The fixed-area plots method was successfully used to estimate relatively accurately oven-dry biomass per hectare. Results indicated that potentially harvestable woody biomass (oven dry basis) varied between 33-41 and 12-13 t ha-1 for the most and least productive marginal sites respectively. On the most productive site, LIS estimates (between 20 and 42 t ha-11) were usually lower than those obtained using different FAP sampling methods (i.e. systematic or random, small (50 m2) or large (100 m2) plots), but similar on the more open sites (between 10 and 14 t ha-1). Small FAP resulted in a plot without measurements in one case. Moreover, estimates based on small FAP were generally higher, even if not significantly different from larger plot estimates. We therefore suggest using FAP with 100 m2 plots to estimate small-diameter woody biomass on marginal lands with dense vegetation, while LIS, even if promising for open stands, needs further evaluation before recommendation.
Plain Language Summary
In this study, the researchers developed allometric equations (i.e., illustrating the relationships between the different parts of the tree) for small-diameter woody species growing in mixed forests on marginal lands. These species are potential sources of biomass for bioenergy. Overall, the equations derived from this study are more accurate than those that can be found in the literature.
Eleven species of trees and shrubs were sampled from a site in eastern Canada. Two types of sampling methods were compared in order to determine which type requires the least amount of measurements to provide the same level of precision for stand biomass estimates. The researchers suggest using plots with a fixed area of 100 m2 to estimate the biomass of small-diameter woody species on marginal lands with dense vegetation. Although linear plots seem promising in low-density stands, further assessments are required before they can be recommended.

——————————

**Problems to work on:**
1. From the biomass sampling text, extract the passage starting with "Eleven species of" and going on through "can be recommended.".
2. List the FAP sampling methods named in parentheses in the biomass sampling text.
Work only from the biomass sampling text.

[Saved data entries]
——————————

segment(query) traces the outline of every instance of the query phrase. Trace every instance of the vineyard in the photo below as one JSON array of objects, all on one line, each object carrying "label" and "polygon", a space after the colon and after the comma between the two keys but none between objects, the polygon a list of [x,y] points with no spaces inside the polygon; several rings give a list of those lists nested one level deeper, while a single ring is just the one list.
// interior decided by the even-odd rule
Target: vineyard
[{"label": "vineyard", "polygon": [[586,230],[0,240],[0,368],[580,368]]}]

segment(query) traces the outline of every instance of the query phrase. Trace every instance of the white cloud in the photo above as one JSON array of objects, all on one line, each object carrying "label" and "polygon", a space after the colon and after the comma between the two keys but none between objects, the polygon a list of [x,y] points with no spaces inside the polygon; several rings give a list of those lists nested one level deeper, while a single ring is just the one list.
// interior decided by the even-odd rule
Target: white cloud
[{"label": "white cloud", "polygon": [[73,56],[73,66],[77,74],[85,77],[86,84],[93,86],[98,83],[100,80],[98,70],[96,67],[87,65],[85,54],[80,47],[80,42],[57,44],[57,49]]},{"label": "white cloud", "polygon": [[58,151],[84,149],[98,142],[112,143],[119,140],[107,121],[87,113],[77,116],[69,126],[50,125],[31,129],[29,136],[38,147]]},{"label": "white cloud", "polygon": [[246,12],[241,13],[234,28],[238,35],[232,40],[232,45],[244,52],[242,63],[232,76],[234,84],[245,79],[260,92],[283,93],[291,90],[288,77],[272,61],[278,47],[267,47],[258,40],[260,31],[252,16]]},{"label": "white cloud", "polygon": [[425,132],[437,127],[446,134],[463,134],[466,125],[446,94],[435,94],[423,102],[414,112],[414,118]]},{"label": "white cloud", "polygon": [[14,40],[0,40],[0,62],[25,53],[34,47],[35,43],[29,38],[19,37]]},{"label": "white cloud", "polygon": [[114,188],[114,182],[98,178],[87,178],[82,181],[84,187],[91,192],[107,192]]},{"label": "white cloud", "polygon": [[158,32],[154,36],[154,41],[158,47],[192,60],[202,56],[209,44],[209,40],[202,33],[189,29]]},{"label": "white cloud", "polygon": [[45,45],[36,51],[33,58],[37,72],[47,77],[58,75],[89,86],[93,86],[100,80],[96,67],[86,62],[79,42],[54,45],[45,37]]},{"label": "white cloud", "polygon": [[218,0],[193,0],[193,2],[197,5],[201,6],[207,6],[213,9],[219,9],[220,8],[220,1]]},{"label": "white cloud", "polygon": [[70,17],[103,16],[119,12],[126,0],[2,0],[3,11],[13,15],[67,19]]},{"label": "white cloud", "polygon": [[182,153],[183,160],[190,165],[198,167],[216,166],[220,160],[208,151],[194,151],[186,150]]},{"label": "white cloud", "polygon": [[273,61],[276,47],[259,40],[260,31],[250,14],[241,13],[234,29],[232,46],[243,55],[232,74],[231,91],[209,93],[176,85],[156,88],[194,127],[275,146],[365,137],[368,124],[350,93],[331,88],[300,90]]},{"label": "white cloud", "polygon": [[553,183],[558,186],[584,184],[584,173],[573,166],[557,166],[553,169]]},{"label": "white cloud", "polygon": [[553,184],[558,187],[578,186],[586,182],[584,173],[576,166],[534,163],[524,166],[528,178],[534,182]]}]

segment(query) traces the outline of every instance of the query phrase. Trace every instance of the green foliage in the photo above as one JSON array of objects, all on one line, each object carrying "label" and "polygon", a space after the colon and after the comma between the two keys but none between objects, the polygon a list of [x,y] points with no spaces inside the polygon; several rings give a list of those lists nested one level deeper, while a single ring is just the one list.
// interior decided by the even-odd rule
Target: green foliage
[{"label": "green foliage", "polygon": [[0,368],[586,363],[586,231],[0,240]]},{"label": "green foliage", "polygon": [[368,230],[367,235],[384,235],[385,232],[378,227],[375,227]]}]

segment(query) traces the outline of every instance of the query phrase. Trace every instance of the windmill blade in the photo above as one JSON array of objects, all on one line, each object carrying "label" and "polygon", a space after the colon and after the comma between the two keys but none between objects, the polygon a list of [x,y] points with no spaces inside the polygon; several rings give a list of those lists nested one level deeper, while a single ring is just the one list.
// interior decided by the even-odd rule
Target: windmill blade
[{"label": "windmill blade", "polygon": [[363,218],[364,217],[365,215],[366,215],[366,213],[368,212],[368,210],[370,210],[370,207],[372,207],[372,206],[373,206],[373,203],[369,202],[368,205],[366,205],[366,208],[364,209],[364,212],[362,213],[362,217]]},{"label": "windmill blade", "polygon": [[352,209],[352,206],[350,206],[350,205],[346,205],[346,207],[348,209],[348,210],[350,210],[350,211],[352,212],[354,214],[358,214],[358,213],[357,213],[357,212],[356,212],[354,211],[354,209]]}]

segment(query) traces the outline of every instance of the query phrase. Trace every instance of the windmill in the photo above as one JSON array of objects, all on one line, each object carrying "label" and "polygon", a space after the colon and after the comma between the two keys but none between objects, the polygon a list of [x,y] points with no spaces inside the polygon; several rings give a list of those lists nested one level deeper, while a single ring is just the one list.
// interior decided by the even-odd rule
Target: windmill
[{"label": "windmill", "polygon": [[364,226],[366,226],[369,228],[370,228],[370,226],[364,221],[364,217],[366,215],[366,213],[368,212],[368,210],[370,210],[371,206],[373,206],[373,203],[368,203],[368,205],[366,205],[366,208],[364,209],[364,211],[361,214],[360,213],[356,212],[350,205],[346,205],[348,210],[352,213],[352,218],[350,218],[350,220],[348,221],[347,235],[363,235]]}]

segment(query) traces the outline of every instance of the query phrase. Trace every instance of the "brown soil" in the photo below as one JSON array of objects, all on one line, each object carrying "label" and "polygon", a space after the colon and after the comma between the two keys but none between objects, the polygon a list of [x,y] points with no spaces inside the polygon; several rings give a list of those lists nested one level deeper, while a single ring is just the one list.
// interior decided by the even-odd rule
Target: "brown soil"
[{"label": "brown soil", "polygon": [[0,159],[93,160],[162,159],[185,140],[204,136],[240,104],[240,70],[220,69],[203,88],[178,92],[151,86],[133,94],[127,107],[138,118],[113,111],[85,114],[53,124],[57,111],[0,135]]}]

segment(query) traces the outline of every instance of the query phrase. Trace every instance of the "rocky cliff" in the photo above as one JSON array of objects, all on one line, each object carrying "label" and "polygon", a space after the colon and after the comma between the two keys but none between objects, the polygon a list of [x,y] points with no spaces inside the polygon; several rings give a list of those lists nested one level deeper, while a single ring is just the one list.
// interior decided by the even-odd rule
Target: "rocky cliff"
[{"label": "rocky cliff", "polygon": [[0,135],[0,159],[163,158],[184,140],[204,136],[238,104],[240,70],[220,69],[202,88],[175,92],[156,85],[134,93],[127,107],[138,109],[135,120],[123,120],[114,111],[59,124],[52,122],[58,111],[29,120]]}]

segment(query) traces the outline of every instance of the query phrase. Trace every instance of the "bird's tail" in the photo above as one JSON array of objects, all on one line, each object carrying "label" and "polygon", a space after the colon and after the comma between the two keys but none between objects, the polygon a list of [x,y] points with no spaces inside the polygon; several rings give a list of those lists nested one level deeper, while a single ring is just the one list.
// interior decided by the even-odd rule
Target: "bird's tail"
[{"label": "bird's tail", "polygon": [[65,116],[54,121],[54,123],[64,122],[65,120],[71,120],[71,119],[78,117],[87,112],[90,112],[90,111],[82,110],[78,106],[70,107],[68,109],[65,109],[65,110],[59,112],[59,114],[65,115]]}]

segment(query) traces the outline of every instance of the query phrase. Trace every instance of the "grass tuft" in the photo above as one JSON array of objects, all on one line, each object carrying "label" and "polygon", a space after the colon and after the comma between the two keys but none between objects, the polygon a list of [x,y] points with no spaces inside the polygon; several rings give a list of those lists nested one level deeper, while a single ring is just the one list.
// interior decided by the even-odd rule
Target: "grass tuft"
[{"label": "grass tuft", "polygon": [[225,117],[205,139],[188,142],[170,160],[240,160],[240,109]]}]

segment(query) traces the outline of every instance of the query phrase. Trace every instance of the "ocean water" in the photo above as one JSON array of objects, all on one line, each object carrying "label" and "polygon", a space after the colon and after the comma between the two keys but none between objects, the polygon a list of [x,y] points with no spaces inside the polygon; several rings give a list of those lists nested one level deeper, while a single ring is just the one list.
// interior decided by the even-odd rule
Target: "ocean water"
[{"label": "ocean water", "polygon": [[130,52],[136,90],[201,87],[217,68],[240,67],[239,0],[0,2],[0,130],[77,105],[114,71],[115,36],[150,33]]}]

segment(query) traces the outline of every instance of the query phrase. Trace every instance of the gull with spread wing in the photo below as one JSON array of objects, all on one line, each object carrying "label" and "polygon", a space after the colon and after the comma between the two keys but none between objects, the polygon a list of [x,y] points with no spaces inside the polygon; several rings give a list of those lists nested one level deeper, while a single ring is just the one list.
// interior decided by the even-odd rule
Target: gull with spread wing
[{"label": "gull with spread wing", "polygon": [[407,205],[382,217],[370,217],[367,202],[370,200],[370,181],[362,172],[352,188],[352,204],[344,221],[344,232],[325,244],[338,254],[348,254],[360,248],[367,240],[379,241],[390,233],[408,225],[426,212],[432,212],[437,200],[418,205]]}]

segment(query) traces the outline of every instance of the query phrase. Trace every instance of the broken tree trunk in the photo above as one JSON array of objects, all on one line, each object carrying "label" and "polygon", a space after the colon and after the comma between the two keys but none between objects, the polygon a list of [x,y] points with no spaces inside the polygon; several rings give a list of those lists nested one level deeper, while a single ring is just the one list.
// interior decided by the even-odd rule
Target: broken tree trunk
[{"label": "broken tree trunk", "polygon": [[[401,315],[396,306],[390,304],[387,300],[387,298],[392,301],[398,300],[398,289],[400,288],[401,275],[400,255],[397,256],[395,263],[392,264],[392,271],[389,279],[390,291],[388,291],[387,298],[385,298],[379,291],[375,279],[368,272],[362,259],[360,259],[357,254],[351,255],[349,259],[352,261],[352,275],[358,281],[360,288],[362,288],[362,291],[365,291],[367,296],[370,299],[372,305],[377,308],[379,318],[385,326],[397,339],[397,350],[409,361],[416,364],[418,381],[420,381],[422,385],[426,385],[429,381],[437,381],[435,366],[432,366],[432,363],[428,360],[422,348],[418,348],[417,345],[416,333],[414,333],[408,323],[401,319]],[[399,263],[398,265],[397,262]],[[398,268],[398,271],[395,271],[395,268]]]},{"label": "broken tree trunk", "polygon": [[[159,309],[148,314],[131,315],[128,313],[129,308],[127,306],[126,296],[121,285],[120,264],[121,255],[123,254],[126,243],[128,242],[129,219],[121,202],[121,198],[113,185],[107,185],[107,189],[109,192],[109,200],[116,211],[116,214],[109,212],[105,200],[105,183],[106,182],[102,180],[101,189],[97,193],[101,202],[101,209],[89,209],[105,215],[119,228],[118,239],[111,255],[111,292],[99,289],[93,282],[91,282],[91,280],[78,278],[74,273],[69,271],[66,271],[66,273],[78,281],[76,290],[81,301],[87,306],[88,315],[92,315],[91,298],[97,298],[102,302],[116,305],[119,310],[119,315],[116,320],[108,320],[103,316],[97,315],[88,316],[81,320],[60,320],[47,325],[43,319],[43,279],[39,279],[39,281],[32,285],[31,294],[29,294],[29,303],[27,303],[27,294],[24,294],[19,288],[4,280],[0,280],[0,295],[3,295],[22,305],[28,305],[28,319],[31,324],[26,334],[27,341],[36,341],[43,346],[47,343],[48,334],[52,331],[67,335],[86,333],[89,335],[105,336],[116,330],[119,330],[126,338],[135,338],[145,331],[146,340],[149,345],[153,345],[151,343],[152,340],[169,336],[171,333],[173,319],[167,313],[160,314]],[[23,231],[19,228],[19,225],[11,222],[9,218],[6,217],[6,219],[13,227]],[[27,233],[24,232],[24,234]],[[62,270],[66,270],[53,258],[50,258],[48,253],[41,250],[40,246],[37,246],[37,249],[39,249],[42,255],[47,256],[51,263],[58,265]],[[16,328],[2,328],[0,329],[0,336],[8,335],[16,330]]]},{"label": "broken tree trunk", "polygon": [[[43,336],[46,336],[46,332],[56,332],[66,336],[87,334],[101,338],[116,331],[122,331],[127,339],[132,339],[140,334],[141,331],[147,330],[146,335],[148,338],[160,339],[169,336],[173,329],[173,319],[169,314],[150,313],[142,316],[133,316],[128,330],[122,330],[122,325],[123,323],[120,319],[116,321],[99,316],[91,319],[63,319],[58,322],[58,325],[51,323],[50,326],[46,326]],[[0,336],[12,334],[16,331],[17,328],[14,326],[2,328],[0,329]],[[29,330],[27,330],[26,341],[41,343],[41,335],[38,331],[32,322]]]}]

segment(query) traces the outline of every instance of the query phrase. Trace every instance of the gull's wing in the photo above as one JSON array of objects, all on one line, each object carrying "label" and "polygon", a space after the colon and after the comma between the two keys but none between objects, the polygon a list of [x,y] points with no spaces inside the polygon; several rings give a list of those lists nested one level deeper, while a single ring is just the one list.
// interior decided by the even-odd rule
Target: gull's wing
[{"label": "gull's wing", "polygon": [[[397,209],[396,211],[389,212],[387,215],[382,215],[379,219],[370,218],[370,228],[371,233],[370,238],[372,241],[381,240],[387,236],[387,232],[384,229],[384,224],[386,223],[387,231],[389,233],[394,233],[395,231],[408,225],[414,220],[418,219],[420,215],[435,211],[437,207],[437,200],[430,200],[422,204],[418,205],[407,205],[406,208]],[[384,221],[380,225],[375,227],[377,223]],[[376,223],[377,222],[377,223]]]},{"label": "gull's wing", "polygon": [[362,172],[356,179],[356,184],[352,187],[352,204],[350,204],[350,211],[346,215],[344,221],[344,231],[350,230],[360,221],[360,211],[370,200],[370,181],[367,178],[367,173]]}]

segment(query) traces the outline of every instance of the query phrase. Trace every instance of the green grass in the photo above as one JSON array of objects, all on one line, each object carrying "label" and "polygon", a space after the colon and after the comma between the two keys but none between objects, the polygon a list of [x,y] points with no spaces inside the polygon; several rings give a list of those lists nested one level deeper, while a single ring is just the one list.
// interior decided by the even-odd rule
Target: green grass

——————————

**Exercise answers:**
1.
Eleven species of trees and shrubs were sampled from a site in eastern Canada. Two types of sampling methods were compared in order to determine which type requires the least amount of measurements to provide the same level of precision for stand biomass estimates. The researchers suggest using plots with a fixed area of 100 m2 to estimate the biomass of small-diameter woody species on marginal lands with dense vegetation. Although linear plots seem promising in low-density stands, further assessments are required before they can be recommended.

2.
- systematic
- random
- small (50 m2) plots
- large (100 m2) plots